____ EXTRACTED ENTRIES

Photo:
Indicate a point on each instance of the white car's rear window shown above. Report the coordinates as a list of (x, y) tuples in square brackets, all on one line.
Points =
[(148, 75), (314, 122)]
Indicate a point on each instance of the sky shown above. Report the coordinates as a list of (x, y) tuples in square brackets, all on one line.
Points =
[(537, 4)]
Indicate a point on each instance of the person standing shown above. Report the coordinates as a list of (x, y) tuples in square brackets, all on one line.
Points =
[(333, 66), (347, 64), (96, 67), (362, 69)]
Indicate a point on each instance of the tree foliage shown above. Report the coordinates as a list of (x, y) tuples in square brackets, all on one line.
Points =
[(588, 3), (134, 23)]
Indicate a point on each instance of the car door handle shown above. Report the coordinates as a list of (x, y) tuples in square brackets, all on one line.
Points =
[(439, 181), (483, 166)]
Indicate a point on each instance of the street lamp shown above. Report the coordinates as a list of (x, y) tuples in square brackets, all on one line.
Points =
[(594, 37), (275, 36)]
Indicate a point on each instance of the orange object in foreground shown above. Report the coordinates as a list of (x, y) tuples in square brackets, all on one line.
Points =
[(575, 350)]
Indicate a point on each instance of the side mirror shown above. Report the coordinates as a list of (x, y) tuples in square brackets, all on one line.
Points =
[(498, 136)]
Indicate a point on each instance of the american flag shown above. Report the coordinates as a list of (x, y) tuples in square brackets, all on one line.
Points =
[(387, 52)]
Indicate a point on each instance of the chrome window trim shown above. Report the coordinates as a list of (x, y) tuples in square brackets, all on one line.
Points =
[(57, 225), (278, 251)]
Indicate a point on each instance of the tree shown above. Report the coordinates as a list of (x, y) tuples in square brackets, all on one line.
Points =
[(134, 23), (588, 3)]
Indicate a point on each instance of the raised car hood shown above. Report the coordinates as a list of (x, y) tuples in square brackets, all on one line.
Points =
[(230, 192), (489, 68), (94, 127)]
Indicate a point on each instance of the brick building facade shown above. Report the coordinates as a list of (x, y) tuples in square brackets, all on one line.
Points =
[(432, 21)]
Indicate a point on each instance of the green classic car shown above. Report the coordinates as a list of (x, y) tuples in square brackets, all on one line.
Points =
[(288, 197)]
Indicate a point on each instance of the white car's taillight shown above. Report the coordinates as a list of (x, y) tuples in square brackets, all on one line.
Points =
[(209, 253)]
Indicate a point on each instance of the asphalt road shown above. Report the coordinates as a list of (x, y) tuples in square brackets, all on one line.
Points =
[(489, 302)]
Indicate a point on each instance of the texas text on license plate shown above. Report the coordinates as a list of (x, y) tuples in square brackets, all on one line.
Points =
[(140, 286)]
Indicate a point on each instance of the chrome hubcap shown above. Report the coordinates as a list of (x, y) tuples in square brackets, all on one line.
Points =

________

> **WORK TO DO**:
Recast the lines as a two-column Markdown table with the columns Row and Line, leaving out any blank lines. Begin at the line that has "Indicate a point on each instance of the chrome hubcap" and stop after the last line of the records.

> **SOLUTION TO THIS TASK**:
| Row | Line |
|---|---|
| 1 | Indicate a point on each instance of the chrome hubcap shown above. Report the coordinates as a list of (x, y) tuples in square brackets, all on one line. |
| 2 | Points = |